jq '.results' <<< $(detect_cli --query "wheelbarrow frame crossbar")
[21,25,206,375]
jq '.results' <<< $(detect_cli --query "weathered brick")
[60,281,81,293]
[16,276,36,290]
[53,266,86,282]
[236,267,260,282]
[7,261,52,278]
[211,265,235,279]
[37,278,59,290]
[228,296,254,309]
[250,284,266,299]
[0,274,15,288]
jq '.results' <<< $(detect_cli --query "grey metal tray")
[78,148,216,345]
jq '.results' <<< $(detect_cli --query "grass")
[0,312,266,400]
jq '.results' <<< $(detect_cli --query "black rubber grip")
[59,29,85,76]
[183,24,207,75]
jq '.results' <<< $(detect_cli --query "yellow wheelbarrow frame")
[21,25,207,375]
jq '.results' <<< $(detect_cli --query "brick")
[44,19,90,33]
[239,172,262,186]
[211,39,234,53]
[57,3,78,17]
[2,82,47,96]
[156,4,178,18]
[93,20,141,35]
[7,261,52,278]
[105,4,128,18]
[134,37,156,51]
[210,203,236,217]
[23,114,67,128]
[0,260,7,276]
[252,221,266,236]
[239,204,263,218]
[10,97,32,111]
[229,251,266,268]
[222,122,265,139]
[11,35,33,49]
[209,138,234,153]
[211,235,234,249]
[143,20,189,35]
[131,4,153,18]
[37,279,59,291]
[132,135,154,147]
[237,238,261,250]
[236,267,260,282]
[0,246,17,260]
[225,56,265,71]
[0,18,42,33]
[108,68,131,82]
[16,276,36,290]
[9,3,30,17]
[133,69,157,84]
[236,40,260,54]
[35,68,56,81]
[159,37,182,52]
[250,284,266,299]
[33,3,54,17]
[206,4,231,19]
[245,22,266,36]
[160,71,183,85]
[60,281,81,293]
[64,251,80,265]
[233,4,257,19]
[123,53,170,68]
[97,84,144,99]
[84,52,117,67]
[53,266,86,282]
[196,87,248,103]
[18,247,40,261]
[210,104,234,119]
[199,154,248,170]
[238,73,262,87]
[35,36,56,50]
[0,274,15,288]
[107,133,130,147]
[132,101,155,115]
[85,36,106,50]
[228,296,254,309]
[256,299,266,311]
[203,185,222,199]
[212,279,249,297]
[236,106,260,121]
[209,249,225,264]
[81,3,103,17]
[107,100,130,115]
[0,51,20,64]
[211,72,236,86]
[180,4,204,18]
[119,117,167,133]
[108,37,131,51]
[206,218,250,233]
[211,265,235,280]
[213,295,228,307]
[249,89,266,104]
|---|
Directions =>
Extract the complete listing above, reproducing each line exactly.

Task result =>
jq '.results' <<< $(detect_cli --query "wheelbarrow frame crossbar")
[21,25,206,375]
jq '.results' <<< $(detect_cli --query "weathered brick")
[60,281,81,293]
[16,276,36,290]
[53,266,86,282]
[236,267,260,282]
[7,261,52,278]
[211,265,235,279]
[37,278,59,290]
[228,296,254,309]
[250,284,266,299]
[0,274,15,288]
jq '.results' <<< $(detect_cli --query "grey metal tray")
[78,148,216,345]
jq '.results' <<< $(detect_cli --query "grass")
[0,312,266,400]
jq '.results' <<< $(detect_cli --query "black rubber grip")
[59,29,85,76]
[183,24,207,75]
jq '.results' <<< $(detect_cli --query "yellow wheelbarrow frame")
[21,25,207,375]
jq '.results' <<< $(detect_cli --query "brick")
[44,19,90,33]
[239,172,262,186]
[211,39,234,53]
[57,3,78,17]
[2,82,47,96]
[156,4,178,18]
[93,20,141,35]
[7,261,52,278]
[105,4,128,18]
[134,37,156,51]
[210,203,236,217]
[23,114,67,128]
[0,260,7,276]
[252,221,266,236]
[239,204,263,218]
[10,97,32,111]
[229,251,266,268]
[222,122,265,139]
[11,35,33,49]
[209,138,234,153]
[211,235,234,249]
[143,20,189,35]
[131,4,153,18]
[37,279,59,291]
[132,135,154,147]
[237,238,261,250]
[236,267,260,282]
[0,246,17,260]
[225,56,265,71]
[0,18,42,33]
[108,68,131,82]
[16,276,36,290]
[9,3,30,17]
[133,69,157,84]
[236,40,260,54]
[35,68,56,81]
[159,37,182,52]
[250,284,266,299]
[33,3,54,17]
[206,4,231,19]
[245,22,266,36]
[160,71,183,85]
[60,281,81,293]
[64,251,80,265]
[233,4,257,19]
[123,53,170,68]
[97,84,144,99]
[84,52,117,67]
[53,266,86,282]
[196,87,248,103]
[18,247,40,261]
[210,104,234,119]
[199,154,248,170]
[238,73,262,87]
[35,36,56,50]
[0,274,15,288]
[107,133,130,147]
[132,101,155,115]
[85,36,106,50]
[228,296,254,309]
[256,299,266,311]
[203,185,222,199]
[212,279,249,297]
[236,106,260,121]
[209,249,225,264]
[81,3,103,17]
[107,100,130,115]
[0,51,20,64]
[211,72,236,86]
[180,4,204,18]
[119,117,167,133]
[108,37,131,51]
[206,218,250,233]
[211,265,235,280]
[213,295,228,307]
[249,89,266,104]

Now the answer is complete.